*** Opening of Entries supplied ***

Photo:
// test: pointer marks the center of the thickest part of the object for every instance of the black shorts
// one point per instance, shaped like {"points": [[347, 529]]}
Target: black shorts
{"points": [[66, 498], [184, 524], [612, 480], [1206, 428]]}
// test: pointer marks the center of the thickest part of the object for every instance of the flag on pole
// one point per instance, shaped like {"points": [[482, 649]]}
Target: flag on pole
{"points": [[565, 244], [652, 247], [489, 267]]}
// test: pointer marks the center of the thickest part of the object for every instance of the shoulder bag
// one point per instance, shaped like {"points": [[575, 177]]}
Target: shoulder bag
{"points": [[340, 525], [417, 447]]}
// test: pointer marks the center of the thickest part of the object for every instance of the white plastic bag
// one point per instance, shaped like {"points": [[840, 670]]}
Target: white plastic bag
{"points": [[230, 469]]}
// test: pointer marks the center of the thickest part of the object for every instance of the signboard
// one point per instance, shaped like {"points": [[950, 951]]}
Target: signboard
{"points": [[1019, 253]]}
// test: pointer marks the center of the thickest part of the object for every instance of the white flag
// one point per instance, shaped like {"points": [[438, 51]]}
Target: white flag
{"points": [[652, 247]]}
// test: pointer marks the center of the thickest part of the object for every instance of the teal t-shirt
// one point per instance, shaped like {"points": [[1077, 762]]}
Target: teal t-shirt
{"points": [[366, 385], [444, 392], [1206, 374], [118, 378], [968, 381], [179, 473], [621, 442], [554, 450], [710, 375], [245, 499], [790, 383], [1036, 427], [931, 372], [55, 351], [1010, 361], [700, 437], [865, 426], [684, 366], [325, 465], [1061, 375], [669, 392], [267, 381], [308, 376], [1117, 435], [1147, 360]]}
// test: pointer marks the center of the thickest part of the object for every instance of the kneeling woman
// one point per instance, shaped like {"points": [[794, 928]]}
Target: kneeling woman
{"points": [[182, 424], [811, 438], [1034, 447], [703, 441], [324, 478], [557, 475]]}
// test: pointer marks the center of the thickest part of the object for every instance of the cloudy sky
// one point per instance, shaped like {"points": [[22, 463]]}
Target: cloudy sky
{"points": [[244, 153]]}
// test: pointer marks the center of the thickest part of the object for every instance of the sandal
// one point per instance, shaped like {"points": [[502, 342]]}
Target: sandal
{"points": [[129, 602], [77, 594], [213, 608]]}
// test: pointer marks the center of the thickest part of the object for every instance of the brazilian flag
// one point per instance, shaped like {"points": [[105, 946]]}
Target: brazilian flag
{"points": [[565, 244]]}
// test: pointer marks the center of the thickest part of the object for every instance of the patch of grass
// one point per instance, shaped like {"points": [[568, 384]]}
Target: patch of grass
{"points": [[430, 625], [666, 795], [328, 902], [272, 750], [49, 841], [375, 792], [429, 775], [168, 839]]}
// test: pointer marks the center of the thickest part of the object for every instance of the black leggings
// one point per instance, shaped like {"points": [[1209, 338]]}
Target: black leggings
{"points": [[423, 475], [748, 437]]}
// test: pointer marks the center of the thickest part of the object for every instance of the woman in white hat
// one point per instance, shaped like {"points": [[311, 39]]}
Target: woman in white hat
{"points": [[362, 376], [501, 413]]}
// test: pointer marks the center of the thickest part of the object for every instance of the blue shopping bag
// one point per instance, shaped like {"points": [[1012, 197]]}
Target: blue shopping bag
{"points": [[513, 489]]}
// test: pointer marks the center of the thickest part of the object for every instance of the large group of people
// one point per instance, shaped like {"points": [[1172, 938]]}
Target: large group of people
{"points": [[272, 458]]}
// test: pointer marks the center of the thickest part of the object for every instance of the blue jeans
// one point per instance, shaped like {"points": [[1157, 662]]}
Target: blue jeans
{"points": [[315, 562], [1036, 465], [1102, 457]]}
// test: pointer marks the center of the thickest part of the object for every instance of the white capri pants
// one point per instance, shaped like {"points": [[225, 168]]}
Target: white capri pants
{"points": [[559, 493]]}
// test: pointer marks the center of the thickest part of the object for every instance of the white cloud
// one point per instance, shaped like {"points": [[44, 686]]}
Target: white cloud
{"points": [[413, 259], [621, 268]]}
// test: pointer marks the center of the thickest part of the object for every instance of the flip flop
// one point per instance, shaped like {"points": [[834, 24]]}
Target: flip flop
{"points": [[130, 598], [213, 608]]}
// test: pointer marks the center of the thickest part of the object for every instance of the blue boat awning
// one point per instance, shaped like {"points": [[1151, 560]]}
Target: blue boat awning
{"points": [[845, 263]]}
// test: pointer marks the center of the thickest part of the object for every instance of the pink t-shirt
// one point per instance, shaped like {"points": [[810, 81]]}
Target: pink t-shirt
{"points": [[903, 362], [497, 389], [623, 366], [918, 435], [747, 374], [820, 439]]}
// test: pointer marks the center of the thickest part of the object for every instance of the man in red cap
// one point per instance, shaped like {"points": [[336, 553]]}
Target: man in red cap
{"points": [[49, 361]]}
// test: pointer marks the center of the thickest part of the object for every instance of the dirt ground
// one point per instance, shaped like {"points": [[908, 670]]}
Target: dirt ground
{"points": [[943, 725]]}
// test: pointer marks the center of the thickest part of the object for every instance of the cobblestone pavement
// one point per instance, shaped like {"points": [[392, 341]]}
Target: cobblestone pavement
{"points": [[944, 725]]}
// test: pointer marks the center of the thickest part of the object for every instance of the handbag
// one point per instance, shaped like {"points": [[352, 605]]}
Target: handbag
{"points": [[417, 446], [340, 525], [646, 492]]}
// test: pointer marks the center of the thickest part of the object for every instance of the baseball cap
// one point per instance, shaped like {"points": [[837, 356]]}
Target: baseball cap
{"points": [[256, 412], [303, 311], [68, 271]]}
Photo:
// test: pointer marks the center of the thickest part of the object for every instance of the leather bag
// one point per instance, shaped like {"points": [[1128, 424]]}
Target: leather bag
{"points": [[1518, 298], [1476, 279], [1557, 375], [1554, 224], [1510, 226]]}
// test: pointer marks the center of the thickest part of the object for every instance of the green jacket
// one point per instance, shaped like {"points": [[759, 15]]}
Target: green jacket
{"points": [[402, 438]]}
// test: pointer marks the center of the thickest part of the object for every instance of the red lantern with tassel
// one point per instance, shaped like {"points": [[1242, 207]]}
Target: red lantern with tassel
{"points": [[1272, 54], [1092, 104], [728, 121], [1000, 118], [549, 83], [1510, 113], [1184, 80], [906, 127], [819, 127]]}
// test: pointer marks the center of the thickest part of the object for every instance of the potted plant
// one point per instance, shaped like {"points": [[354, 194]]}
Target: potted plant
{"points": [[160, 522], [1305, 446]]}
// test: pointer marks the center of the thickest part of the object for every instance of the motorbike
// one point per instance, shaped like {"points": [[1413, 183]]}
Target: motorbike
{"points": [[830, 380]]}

*** Close of Entries supplied ***

◆ What needs to be done: Each entry above needs to be duplicated exactly.

◆ Response below:
Photo:
// test: pointer marks the center of the thickest part of the object for every instance of the black shorts
// one point per instance, shaped like {"points": [[347, 529]]}
Target: black shorts
{"points": [[66, 498], [184, 524], [612, 480], [1206, 428]]}
// test: pointer marks the center of the thickest part of the object for every instance of the flag on pole
// one point per instance, shaped like {"points": [[482, 649]]}
Target: flag on pole
{"points": [[565, 244], [652, 247], [489, 267]]}
// test: pointer marks the center of the thickest part of the object for every instance of the shoulder bag
// one point per instance, shaped like {"points": [[575, 177]]}
Target: shoulder bag
{"points": [[340, 525], [417, 447]]}
// test: pointer marks the center of the thickest part of the object for every instance of the white plastic bag
// one point per instance, shaped like {"points": [[840, 670]]}
Target: white plastic bag
{"points": [[230, 469]]}
// test: pointer marks the center of the thickest part of the object for every instance of the signboard
// one point per instance, shaped like {"points": [[950, 951]]}
Target: signboard
{"points": [[1019, 253]]}
// test: pointer marks the center of the thickest part of the object for every instance of the white flag
// one point per instance, shaped like {"points": [[438, 51]]}
Target: white flag
{"points": [[652, 247]]}
// test: pointer marks the center of the thickest part of the object for every instance of the teal t-shirt
// one point per instance, shaped like {"points": [[1077, 762]]}
Target: teal t-shirt
{"points": [[366, 385], [444, 392], [1206, 374], [118, 378], [968, 381], [179, 473], [621, 442], [554, 450], [710, 375], [245, 499], [790, 383], [1036, 427], [931, 372], [55, 351], [1010, 361], [700, 437], [865, 426], [684, 366], [325, 465], [1061, 375], [669, 392], [267, 381], [308, 376], [1117, 435], [1147, 360]]}
// test: pointer marks the center of the thickest part of the object for every instance of the kneeling woman
// one point per instance, shaped like {"points": [[794, 928]]}
Target: kneeling woman
{"points": [[182, 424], [811, 438], [1034, 447], [703, 441], [324, 478], [557, 475]]}
// test: pointer marks the center of the thickest part of the object for every instance of the cloudy sky
// one point per instance, shaped like {"points": [[22, 463]]}
Target: cloudy sky
{"points": [[244, 153]]}
// test: pointer marks the center of the thickest part of the object for every instance of the sandal
// one point per instance, shaped like {"points": [[502, 342]]}
Target: sandal
{"points": [[129, 602], [77, 594], [213, 608]]}
// test: pointer marks the center of the thickest part of the object for every instance of the brazilian flag
// one point per instance, shaped like {"points": [[105, 946]]}
Target: brazilian flag
{"points": [[565, 244]]}
// test: pointer marks the center of the thickest part of the object for every instance of the patch of grass
// one point per instance, shaped like {"points": [[568, 384]]}
Target: patch of grass
{"points": [[430, 625], [666, 795], [328, 902], [272, 750], [49, 841], [375, 792], [429, 775], [168, 839]]}
// test: pointer marks the center of the thickest part of the object for every instance of the black leggings
// one point per instance, shaped like {"points": [[1209, 338]]}
Target: black leggings
{"points": [[423, 475], [748, 437]]}
// test: pointer marks the center of the thickest part of the object for every instance of the woman in white hat
// one point per instance, shaped like {"points": [[311, 39]]}
Target: woman in white hat
{"points": [[362, 376], [501, 413]]}
// test: pointer marks the center of the thickest part of the object for every instance of the blue shopping bag
// one point per instance, shaped like {"points": [[1012, 197]]}
Target: blue shopping bag
{"points": [[513, 489]]}
// test: pointer marks the center of the thickest part of the object for every instance of the large group of people
// one point per instance, shaped like {"points": [[1172, 938]]}
Target: large group of people
{"points": [[272, 458]]}
// test: pointer marks the center of the thickest part of the object for every instance of the blue jeans
// one point per instance, shaped like {"points": [[1157, 662]]}
Target: blue jeans
{"points": [[315, 562], [1036, 465], [1102, 457]]}
// test: pointer marks the center of the thickest part of the object for every instance of the white capri pants
// one point per instance, shaped like {"points": [[225, 168]]}
Target: white capri pants
{"points": [[559, 493]]}
// test: pointer marks the center of the thickest part of the object for every instance of the white cloud
// one point per instance, shaped like {"points": [[44, 686]]}
Target: white cloud
{"points": [[413, 259], [621, 268]]}
// test: pointer marks the center of the thickest part of the object for every instance of the flip flop
// one point per instance, shaped like {"points": [[834, 24]]}
Target: flip flop
{"points": [[130, 598], [213, 608]]}
// test: pointer marks the center of the thickest part of the object for every instance of the blue boat awning
// one point per instance, shaped like {"points": [[1151, 560]]}
Target: blue boat awning
{"points": [[845, 263]]}
// test: pointer marks the center of the thickest part of the object for every instance of the pink t-shirt
// one point per instance, shaped like {"points": [[810, 81]]}
Target: pink t-shirt
{"points": [[903, 362], [497, 389], [623, 366], [918, 435], [747, 374], [820, 439]]}
// test: pointer marks the center of the thickest part of the object for every instance of the man in red cap
// one point per instance, shaped like {"points": [[336, 553]]}
Target: man in red cap
{"points": [[49, 361]]}
// test: pointer marks the center of the thickest part of the object for every instance of the dirt ground
// one point per instance, shaped like {"points": [[908, 670]]}
Target: dirt ground
{"points": [[943, 725]]}
// test: pointer marks the center of the thickest part of the object for every instance of the cobblestone pavement
// one point per instance, shaped like {"points": [[392, 341]]}
Target: cobblestone pavement
{"points": [[944, 725]]}
// test: pointer marks the center of the thickest part of the object for every instance of the handbag
// one point per instance, shaped like {"points": [[352, 605]]}
Target: handbag
{"points": [[417, 446], [340, 525], [646, 492]]}
// test: pointer marks the center of the thickest part of the object for every instance of the baseball cap
// one point per instance, shaped like {"points": [[837, 356]]}
Target: baseball cap
{"points": [[256, 412], [303, 311], [68, 271]]}
Photo:
// test: pointer marks the center of the thickest part of the object for every instance of the leather bag
// one point per instance, shaped like {"points": [[1128, 424]]}
Target: leather bag
{"points": [[1518, 298], [1476, 279], [1557, 375], [1554, 224], [1510, 226]]}
// test: pointer marks the center of the thickest part of the object for every instance of the green jacket
// one point per instance, shaped like {"points": [[759, 15]]}
Target: green jacket
{"points": [[402, 438]]}
// test: pointer marks the center of the thickest part of the object for every instance of the red lantern with tassel
// one point per instance, shaped like {"points": [[1242, 207]]}
Target: red lantern with tassel
{"points": [[1272, 54], [1092, 104], [728, 121], [1000, 118], [549, 83], [1510, 113], [1184, 80], [906, 127], [819, 127]]}
// test: pointer marks the center of the thickest part of the object for every instance of the potted plant
// one point per instance, shaped like {"points": [[354, 194]]}
Target: potted plant
{"points": [[160, 522], [1305, 446]]}
// test: pointer marks the center of the thickest part of the object for every instance of the motorbike
// one point per instance, shaped like {"points": [[1413, 183]]}
Target: motorbike
{"points": [[830, 380]]}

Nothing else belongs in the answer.